(Text under study)

Published online by Cambridge University Press: 29 November 2013
The substantial power of both elastic and inelastic neutron-scattering techniques for the investigation of the structure and dynamics of biological systems and related biomolecular-based materials—as with soft matter in the previous article by Lindner and Wignall—arises primarily from the essentially isomorphous nature of the substitution of deuterium for selected hydrogen atoms in these systems, coupled with the exquisite sensitivity of neutron scattering to this isotopic substitution. Since these systems are comprised of large macromolecules and supramolecular assemblies thereof, their essential structures and dynamics extend from the atomic scale up to very large length scales of the Order of 101–104 Å. Hence neutron sources and neutron-scattering spectrometers optimized for longer wavelength (or “cold”) thermal neutrons are necessary in order to most effectively address the structure and dynamics at the longer length scales inherent to these Systems.
The large majority of previous neutron-scattering experiments on biological systems have been performed with reactor neutron sources. Some of the more significant of these are briefly summarized in the following sections. They may be categorized in terms of the nature of the intermolecular order, both orientational and positional, within the System of interest and either the elastic neutron-scattering technique employed to investigate their time-averaged structures or the inelastic neutron-scattering technique employed to investigate their dynamics.

(End Text under study)
(Records shown)

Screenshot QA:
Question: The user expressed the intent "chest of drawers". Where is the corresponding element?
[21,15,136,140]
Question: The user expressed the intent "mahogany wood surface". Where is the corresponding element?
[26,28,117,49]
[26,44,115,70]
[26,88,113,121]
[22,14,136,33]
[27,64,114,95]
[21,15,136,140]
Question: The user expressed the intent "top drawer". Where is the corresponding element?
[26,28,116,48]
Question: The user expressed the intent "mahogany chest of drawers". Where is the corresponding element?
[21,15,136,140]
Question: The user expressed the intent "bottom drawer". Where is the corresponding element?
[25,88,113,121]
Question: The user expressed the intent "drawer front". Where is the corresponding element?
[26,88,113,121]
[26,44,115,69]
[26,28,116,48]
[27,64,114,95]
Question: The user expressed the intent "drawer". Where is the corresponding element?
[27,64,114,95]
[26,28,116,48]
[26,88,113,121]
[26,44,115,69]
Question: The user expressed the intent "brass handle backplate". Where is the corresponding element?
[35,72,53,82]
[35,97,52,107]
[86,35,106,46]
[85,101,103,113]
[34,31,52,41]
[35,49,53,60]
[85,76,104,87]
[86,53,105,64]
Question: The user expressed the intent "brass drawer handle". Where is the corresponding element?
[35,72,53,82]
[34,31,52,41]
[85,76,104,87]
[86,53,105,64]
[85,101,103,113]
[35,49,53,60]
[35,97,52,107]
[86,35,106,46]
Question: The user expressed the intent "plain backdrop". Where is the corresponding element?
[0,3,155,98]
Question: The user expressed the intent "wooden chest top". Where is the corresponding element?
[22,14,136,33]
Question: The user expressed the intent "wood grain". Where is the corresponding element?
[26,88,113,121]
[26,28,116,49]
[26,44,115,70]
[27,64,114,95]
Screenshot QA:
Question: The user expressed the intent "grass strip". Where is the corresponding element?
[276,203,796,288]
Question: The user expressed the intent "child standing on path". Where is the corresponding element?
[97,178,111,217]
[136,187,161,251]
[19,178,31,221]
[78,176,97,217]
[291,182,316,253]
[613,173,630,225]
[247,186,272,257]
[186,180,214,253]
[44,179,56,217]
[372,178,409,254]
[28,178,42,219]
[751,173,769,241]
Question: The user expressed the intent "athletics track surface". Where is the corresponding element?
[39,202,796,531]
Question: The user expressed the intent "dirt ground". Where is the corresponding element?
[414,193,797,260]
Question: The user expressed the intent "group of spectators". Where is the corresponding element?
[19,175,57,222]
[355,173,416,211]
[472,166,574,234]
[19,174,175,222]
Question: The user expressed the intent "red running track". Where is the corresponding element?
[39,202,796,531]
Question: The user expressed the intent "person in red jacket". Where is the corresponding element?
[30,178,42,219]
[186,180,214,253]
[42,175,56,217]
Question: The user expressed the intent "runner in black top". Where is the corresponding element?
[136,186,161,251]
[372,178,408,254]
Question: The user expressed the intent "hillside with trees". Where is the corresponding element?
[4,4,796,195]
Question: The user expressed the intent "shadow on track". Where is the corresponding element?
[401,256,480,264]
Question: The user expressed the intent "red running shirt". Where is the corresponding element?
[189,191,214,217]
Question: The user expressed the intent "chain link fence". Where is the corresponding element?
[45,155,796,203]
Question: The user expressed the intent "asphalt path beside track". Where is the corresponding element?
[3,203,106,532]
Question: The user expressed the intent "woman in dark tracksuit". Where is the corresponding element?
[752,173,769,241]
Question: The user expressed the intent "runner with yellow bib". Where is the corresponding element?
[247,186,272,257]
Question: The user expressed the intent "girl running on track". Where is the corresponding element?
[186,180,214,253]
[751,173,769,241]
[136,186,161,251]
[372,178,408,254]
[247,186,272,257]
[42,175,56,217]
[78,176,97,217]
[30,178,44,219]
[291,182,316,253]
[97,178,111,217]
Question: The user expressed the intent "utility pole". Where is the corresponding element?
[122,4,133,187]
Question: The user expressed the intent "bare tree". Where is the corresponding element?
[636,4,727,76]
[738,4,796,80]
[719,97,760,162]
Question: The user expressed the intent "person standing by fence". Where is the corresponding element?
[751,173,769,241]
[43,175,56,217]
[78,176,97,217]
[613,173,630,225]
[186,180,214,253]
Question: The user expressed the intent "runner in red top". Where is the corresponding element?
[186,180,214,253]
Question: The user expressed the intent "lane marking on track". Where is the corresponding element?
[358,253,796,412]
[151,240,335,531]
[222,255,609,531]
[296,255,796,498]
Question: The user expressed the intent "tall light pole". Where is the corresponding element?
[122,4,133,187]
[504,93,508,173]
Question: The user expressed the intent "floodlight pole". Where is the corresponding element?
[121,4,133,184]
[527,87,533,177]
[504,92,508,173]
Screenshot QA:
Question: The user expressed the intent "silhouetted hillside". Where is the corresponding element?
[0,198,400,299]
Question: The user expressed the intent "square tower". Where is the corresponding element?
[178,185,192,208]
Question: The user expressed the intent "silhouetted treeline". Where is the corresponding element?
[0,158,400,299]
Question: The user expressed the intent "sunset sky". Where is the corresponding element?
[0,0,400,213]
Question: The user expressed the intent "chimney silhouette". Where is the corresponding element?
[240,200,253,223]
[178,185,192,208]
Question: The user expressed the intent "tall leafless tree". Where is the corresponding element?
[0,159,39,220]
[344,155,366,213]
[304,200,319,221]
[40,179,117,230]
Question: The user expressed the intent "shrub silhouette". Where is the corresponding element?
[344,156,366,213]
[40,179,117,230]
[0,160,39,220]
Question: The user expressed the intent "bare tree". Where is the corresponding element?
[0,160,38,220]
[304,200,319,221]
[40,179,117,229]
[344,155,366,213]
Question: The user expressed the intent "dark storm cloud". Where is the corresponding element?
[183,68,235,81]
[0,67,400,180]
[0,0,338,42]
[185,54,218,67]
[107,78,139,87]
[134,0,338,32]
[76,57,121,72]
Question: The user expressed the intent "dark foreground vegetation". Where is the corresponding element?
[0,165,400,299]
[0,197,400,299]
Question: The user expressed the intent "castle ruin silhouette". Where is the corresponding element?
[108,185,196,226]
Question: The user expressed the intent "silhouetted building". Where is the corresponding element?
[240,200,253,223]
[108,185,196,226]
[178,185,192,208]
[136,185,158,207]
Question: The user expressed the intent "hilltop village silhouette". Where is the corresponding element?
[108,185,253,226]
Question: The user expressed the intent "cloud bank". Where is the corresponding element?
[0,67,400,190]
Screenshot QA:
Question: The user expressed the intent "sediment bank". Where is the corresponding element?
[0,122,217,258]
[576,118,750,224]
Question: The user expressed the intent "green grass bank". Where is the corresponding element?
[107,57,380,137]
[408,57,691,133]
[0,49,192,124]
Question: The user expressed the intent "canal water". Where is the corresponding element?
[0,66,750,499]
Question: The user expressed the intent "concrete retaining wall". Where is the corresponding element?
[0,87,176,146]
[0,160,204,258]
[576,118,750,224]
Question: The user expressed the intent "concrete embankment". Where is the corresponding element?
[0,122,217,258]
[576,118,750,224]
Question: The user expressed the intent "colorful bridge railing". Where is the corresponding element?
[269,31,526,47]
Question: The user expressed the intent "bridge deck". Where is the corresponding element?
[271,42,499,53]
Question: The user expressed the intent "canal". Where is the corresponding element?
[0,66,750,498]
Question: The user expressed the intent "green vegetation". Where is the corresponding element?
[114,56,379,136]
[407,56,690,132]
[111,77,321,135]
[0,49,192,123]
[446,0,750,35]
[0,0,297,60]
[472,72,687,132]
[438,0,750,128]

(End Records shown)
(Records shown)

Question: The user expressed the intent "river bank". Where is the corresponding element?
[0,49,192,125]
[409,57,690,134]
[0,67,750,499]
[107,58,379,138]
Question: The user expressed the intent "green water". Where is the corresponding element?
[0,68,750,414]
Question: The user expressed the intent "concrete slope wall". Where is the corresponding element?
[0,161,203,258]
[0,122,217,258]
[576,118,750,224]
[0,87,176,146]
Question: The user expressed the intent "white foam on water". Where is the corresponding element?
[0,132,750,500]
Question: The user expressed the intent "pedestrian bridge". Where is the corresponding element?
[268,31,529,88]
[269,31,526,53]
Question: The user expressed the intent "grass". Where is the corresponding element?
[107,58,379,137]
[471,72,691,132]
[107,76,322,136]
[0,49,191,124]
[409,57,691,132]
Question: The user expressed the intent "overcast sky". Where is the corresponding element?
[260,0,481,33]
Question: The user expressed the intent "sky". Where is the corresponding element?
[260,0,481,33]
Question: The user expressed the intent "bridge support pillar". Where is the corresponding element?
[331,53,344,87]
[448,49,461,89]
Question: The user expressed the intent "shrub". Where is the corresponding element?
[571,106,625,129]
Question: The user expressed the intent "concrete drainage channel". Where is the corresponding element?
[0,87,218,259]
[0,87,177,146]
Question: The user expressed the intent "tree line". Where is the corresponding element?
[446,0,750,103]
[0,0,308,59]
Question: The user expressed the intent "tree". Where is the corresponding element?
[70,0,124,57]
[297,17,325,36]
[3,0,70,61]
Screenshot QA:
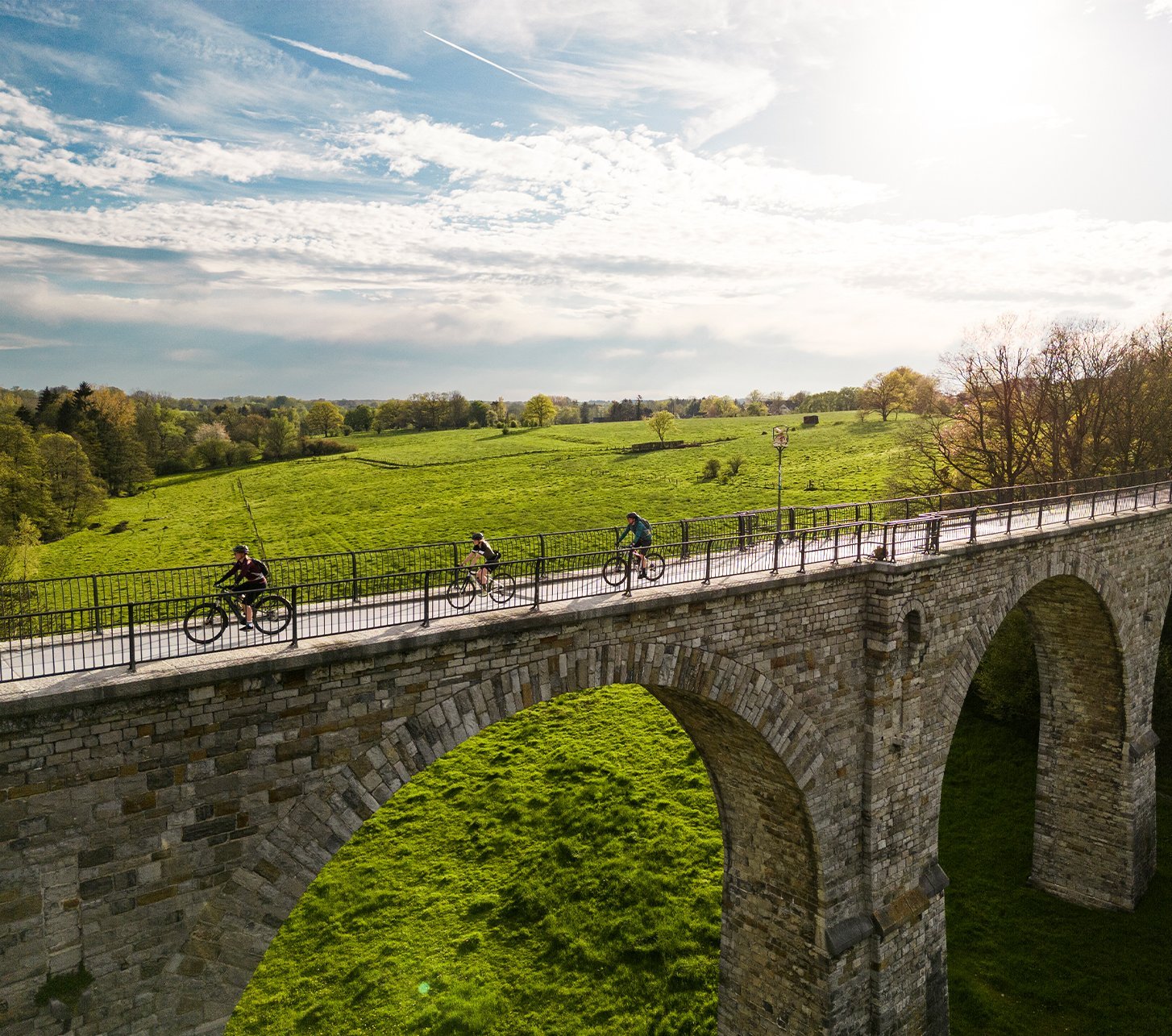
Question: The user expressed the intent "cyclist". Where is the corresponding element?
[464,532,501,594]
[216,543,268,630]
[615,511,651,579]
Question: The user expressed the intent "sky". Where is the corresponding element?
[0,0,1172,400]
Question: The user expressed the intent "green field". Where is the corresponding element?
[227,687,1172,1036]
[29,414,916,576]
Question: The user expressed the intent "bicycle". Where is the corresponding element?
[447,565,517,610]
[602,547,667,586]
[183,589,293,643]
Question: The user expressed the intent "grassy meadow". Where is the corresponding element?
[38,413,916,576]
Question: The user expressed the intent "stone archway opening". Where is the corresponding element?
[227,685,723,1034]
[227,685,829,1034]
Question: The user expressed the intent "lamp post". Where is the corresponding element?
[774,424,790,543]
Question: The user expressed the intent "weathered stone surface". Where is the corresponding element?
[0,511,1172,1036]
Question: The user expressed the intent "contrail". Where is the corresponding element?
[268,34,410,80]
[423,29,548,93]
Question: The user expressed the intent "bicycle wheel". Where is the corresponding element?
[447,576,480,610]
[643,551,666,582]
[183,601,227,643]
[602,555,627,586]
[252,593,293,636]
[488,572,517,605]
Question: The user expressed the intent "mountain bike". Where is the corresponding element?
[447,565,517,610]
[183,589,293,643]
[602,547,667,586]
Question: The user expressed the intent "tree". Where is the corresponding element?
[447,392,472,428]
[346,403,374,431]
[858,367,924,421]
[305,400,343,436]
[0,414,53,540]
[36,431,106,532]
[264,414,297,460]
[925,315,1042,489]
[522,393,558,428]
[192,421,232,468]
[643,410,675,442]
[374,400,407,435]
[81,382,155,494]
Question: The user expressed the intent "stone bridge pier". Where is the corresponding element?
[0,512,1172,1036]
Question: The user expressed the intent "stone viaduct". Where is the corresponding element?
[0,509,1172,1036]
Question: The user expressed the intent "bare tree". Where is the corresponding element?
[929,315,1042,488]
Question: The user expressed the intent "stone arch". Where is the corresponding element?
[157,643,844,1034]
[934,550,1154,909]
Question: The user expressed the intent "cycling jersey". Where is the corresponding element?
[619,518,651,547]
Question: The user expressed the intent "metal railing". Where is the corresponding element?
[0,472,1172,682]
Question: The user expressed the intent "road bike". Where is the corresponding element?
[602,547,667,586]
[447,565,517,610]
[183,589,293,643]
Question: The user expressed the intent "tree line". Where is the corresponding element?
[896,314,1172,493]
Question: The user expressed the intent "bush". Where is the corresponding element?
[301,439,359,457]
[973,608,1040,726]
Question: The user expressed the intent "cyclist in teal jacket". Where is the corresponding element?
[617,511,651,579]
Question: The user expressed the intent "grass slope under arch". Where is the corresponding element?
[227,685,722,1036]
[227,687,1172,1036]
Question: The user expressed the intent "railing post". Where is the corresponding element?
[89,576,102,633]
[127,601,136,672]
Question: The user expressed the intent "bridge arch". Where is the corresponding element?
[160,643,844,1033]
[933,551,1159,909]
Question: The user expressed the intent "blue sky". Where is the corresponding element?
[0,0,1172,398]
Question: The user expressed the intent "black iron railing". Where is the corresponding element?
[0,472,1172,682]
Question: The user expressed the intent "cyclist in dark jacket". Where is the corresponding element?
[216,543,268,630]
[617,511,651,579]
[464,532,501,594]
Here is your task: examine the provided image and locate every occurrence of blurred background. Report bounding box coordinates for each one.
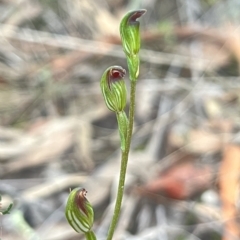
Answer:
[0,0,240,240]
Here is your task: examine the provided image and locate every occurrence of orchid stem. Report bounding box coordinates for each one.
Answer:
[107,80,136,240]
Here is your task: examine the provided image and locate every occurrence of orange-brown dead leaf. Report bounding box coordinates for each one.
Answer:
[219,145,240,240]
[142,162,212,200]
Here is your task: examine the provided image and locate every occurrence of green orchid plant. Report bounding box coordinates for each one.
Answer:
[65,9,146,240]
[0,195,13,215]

(End Records shown)
(Records shown)

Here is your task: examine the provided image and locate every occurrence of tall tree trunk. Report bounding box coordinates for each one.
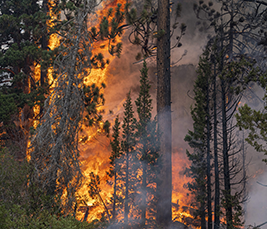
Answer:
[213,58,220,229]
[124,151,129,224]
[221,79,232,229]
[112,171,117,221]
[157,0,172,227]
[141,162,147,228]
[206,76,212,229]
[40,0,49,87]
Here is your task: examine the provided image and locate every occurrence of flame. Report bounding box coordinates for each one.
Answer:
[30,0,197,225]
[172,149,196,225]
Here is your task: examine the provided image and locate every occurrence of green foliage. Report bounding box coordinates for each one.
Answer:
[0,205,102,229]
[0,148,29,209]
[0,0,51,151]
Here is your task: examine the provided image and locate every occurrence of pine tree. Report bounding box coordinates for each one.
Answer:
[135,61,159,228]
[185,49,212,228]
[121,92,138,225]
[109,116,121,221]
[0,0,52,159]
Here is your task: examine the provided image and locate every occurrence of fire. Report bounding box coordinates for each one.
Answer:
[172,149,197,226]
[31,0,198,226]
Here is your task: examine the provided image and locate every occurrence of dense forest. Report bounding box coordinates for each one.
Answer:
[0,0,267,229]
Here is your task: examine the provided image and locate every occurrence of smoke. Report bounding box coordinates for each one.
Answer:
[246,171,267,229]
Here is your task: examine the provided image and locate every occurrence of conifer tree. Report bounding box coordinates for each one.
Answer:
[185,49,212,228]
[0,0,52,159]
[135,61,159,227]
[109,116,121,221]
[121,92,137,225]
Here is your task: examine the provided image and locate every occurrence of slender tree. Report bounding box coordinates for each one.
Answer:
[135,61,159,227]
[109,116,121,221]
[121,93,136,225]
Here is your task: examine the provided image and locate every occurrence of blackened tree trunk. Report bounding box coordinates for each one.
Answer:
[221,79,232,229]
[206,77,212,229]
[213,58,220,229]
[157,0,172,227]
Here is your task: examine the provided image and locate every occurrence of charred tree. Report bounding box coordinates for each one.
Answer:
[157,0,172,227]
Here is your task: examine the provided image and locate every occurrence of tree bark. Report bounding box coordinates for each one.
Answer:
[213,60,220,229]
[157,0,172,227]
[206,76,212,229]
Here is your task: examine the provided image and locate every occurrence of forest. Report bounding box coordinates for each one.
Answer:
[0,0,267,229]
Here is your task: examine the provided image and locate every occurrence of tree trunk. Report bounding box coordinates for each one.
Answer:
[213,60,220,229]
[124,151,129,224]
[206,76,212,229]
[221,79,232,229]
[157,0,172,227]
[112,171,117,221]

(End Records shown)

## [Exercise instructions]
Can you quote the passage of the neutron-scattering text starting with "The large majority" and going on through "investigate their dynamics."?

## [Exercise solution]
The large majority of previous neutron-scattering experiments on biological systems have been performed with reactor neutron sources. Some of the more significant of these are briefly summarized in the following sections. They may be categorized in terms of the nature of the intermolecular order, both orientational and positional, within the System of interest and either the elastic neutron-scattering technique employed to investigate their time-averaged structures or the inelastic neutron-scattering technique employed to investigate their dynamics.